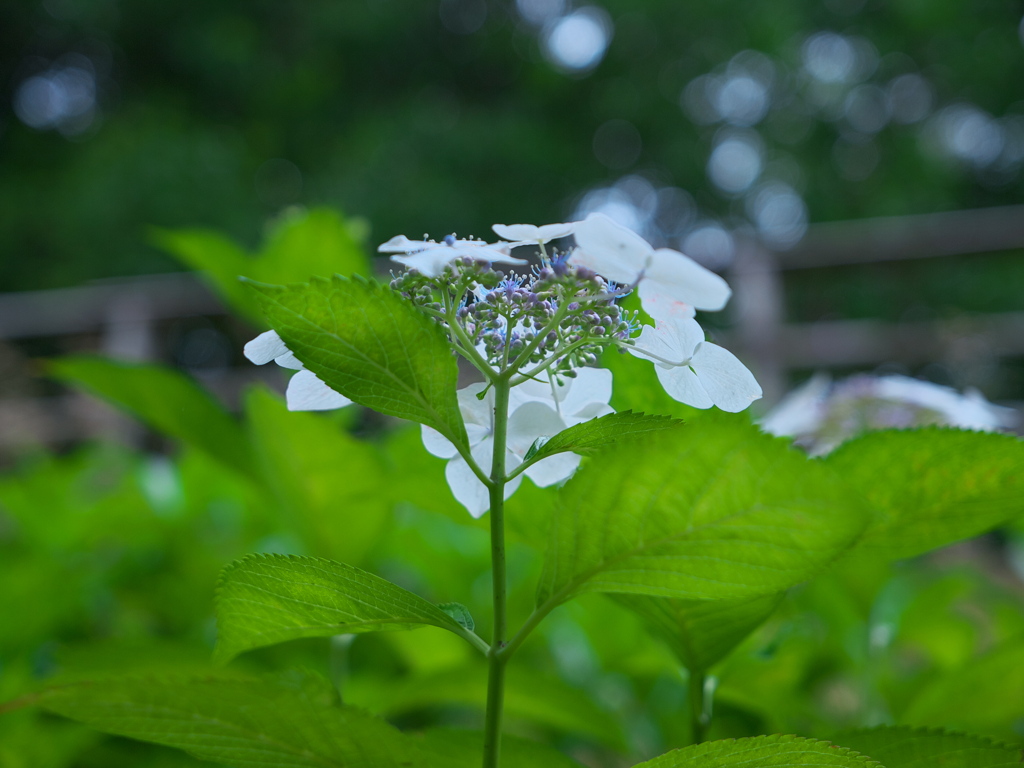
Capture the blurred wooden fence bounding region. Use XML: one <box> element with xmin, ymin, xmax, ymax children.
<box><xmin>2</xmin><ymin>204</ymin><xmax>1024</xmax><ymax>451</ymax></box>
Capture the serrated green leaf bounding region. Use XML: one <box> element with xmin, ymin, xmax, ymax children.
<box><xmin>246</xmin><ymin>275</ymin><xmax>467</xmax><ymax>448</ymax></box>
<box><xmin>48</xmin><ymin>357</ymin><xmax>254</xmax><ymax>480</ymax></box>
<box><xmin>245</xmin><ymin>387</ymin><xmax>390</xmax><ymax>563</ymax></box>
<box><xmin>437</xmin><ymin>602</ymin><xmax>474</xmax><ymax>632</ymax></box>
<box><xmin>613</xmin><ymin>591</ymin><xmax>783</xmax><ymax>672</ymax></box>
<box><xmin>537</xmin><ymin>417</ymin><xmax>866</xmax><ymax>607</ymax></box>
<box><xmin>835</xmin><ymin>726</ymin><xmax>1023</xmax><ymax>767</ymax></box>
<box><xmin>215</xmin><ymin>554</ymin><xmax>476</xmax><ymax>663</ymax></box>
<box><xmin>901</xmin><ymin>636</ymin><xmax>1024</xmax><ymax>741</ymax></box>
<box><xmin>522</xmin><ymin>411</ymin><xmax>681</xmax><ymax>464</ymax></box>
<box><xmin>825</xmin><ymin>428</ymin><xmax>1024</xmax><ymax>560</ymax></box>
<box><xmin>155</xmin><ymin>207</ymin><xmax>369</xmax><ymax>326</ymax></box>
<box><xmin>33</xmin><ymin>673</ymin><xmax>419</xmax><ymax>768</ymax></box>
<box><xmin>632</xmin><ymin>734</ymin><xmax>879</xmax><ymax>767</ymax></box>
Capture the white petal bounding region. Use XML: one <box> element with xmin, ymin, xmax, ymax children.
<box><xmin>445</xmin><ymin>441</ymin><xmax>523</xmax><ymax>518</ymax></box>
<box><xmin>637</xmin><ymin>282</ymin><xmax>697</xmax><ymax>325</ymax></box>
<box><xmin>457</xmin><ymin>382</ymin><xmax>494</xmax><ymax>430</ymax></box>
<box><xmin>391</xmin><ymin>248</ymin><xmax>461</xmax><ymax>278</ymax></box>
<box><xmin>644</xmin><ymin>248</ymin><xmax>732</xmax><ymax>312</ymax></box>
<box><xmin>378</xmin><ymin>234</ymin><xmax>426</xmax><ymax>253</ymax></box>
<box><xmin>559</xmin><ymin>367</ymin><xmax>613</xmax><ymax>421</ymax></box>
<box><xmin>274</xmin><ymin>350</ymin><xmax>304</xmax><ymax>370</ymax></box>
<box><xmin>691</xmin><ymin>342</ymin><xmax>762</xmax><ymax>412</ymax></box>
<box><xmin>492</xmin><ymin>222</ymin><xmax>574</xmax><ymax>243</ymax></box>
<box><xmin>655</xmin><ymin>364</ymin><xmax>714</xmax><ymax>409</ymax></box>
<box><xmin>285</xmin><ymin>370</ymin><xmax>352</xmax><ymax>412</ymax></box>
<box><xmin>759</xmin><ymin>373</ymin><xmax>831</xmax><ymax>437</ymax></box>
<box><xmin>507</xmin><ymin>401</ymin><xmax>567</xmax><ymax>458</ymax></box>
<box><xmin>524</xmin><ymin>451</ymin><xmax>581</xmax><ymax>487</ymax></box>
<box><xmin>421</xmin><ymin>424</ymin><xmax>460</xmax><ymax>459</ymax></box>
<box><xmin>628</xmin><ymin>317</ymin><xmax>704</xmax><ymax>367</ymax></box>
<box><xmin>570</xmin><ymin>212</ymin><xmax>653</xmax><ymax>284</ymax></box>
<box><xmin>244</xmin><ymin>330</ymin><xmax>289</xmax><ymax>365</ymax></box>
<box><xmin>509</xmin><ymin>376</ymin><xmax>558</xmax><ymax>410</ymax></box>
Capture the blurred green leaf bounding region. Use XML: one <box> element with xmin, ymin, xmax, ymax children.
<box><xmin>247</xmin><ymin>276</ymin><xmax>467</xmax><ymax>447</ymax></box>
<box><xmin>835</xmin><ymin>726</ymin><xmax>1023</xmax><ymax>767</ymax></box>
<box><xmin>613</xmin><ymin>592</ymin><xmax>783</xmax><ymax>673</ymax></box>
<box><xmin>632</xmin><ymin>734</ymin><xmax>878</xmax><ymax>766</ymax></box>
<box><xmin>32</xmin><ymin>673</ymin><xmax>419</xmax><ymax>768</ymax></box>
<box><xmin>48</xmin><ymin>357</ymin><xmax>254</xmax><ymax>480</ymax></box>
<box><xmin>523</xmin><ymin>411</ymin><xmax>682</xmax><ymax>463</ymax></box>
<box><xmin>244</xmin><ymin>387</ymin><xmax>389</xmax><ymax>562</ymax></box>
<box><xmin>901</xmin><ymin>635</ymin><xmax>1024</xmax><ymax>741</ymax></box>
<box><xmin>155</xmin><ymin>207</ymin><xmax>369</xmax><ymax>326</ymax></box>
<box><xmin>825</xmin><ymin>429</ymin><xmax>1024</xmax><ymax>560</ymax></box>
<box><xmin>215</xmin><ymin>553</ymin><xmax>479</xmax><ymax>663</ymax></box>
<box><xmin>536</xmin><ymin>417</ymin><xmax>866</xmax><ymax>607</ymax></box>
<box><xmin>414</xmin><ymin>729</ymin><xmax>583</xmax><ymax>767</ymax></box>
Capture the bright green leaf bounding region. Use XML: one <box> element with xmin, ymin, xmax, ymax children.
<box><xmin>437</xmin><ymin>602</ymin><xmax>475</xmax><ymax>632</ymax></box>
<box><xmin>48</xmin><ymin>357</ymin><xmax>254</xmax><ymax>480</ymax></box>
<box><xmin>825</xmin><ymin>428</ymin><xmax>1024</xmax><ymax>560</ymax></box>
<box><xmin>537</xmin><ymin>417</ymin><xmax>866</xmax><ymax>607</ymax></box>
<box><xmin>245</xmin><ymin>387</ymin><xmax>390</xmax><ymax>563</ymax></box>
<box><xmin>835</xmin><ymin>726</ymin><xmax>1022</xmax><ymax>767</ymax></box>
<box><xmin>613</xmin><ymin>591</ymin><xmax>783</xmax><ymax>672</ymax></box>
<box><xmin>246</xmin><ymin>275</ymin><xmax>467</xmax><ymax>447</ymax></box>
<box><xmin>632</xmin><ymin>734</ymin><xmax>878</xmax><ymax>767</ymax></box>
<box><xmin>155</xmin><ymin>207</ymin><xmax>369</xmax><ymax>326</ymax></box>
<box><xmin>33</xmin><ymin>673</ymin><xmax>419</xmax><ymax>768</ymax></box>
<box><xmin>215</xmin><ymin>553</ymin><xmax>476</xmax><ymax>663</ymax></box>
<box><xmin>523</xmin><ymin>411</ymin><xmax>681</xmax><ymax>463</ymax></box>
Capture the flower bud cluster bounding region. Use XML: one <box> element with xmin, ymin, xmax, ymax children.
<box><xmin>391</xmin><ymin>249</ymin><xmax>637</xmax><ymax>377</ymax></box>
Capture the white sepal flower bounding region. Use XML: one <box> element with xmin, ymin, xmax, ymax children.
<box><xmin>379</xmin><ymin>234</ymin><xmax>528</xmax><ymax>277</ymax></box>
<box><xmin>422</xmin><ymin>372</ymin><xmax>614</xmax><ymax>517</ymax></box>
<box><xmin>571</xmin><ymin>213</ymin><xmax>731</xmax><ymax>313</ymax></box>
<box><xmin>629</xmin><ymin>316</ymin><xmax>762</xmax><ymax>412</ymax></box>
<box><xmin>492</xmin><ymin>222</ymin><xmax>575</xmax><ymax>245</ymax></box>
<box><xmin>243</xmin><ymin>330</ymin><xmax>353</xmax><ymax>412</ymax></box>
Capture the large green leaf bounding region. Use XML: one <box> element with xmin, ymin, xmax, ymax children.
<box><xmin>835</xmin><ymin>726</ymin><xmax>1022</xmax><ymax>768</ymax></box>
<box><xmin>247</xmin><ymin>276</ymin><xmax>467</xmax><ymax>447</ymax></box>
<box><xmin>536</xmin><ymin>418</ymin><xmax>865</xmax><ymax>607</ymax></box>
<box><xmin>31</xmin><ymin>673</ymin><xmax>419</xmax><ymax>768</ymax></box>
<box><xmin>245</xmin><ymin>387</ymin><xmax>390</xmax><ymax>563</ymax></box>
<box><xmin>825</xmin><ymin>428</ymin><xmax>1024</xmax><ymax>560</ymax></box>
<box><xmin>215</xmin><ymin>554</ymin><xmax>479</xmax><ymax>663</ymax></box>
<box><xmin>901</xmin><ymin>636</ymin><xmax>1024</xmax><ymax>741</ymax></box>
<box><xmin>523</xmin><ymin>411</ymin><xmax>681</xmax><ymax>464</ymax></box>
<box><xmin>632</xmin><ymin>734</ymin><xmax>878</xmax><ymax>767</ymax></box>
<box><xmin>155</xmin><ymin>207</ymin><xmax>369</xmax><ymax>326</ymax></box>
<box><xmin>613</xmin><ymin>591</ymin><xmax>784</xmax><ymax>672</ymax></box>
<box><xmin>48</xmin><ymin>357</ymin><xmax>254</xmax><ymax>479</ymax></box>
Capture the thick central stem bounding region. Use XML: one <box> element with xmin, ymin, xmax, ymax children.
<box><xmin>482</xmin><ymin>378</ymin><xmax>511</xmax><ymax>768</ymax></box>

TASK GOAL: Restate exactly, and only, the line containing "Capture the thick" together with all lines after it to the end of the material.

EXPECTED ANSWER:
Capture the thick central stem bounding region. Use XML: one <box> element with xmin, ymin, xmax, ymax children.
<box><xmin>482</xmin><ymin>378</ymin><xmax>511</xmax><ymax>768</ymax></box>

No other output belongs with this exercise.